However, my mother owns an awesome dehydrator and I was able to talk her into shipping some dehydrated food to me. (Thanks, Mom!) In addition to her contributions, I dried some of the thinnest of the required ingredients in my oven, purchased some already-dried items from the grocery store, and pulled a few spices out of my pantry to come up with the rest of the ingredients. Sorry, with this bad back, that was the best I could do!
I’m glad I did what I could to put together the challenge. Like I said, the food was so flavorful and delicious. Definitely different, and definitely outside of my usual comfort zone of cooking – but that’s why I joined the Daring Kitchen. If you’ve got a dehydrator and haven’t tried a recipe like this yet, give it a shot. It’s really not too difficult at all.
The version I’m posting here reflects the changes I made to the original recipe. There were a few ingredients I was unable to source, so I left them out of this post. Check out Sketchy’s blog if you want to see how the challenge recipe was originally written for us. His blog also includes instructions for using a microwave or an oven to dry the powders.
Tilapia and Green Beans, with Home-Dried Powders
1 red onion, trimmed and thinly sliced
30 grams capers (in brine, not oil-packed)
1 cup fresh Italian parsley (left intact)
1/4 cup fresh cilantro (left intact)
1 ounce dried lemon peel (I used the brand Melissa’s, which is sweetened)
3 Tbsp dried instant milk powder
1 Tbsp brown sugar
1 lb butter (4 sticks)
300 grams fresh green beans
Salt, to taste
4 tilapia fillets
2 bananas (neither overripe nor underripe)
Juice of 1 lemon
Ground white pepper
Sweet Hungarian paprika
Any other ground flavoring you have or want to make that you think will match the flavors of the dish
First, the onions and capers need to be dehydrated and ground. Special thanks to my Mom, who dried these for me using her dehydrator. See Sketchy’s blog if you want to try a different dehydration method.
Dry the red onion slices in a dehydrator at 135 degrees until they are brittle, about twelve hours.

| Supplied records |
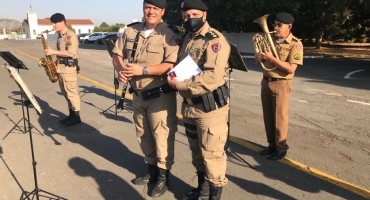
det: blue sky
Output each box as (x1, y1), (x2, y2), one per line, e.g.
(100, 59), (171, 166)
(0, 0), (143, 26)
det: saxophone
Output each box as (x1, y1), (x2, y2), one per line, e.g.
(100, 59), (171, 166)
(39, 29), (58, 83)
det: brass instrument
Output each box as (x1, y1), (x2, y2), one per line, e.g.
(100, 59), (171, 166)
(253, 14), (279, 71)
(39, 29), (58, 83)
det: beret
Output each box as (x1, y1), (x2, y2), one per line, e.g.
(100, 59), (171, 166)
(144, 0), (166, 8)
(181, 0), (208, 11)
(50, 13), (66, 23)
(276, 12), (294, 24)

| Do this |
Summarize the recipe post in two sentences.

| Answer to the exercise |
The writer's mother shipped dehydrated food from her dehydrator, and the writer dried a few thin ingredients in the oven, bought some dried items, and added pantry spices to complete the challenge despite a bad back, finding the result flavorful and outside the usual cooking comfort zone. The posted tilapia and green beans recipe leaves out ingredients the writer couldn't source and starts by dehydrating and grinding the onions and capers, with the red onion slices dried at 135 degrees until brittle, about twelve hours.